Task statement: Rewrite only the records from the line with "Where can the asphalt" to the line with "Where can the stroller", both ends included, keeping the requests unchanged. Multiply every coordinate in the answers by 2.4 and round each result to a whole number, rounding halves up.

Task material:
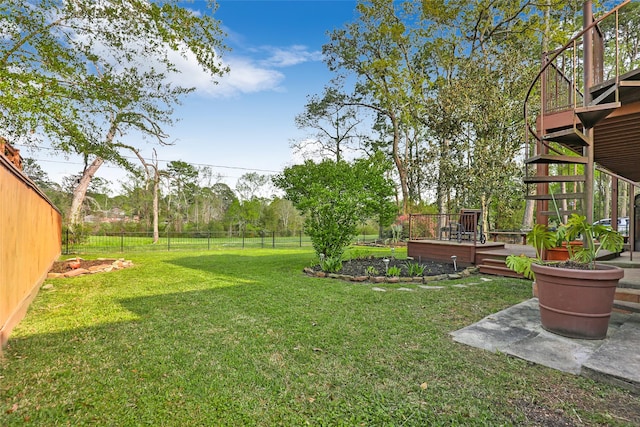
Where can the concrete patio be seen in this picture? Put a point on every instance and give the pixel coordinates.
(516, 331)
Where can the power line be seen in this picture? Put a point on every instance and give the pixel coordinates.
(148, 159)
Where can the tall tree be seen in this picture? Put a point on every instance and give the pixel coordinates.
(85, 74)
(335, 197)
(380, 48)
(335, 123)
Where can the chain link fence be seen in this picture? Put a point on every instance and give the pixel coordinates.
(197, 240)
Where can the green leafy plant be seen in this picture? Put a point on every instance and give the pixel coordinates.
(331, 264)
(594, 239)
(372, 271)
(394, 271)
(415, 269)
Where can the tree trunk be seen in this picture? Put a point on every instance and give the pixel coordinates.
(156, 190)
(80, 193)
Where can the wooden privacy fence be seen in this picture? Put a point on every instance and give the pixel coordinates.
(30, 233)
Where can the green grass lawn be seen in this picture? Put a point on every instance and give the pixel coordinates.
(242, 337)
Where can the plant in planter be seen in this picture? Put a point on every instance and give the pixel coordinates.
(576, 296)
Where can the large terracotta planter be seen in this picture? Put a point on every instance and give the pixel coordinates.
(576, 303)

...

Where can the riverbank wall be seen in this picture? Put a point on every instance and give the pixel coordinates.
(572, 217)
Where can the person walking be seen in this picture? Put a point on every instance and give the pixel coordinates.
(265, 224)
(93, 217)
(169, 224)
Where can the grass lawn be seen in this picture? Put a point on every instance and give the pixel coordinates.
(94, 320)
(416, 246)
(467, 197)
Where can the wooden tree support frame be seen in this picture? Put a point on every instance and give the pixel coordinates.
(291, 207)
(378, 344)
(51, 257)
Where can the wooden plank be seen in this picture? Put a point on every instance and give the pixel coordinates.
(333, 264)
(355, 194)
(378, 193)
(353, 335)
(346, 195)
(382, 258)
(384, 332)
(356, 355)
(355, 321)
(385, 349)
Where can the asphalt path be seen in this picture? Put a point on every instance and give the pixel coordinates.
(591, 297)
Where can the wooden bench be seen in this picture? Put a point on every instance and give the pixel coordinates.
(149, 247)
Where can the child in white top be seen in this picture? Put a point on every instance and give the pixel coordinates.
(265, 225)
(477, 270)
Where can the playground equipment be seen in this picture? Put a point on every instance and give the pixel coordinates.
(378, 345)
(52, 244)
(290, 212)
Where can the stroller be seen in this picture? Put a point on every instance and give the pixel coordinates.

Solved exercise:
Where can the asphalt path be seen in this picture? Put a point on every instance and give the pixel coordinates.
(1418, 713)
Where can the wooden bench be seen in this picture? Put a point on every instance and give the pixel coordinates.
(358, 593)
Where can the child in white top be seen in this picture? Put a point on every instance and give the pixel coordinates.
(636, 540)
(1145, 648)
Where can the playground equipment be seen in this picture? Put a point on every instance and give the pixel coordinates.
(907, 828)
(125, 586)
(696, 509)
Where can the stroller be seen in this picture? Put a point on every instance and give the pixel coordinates.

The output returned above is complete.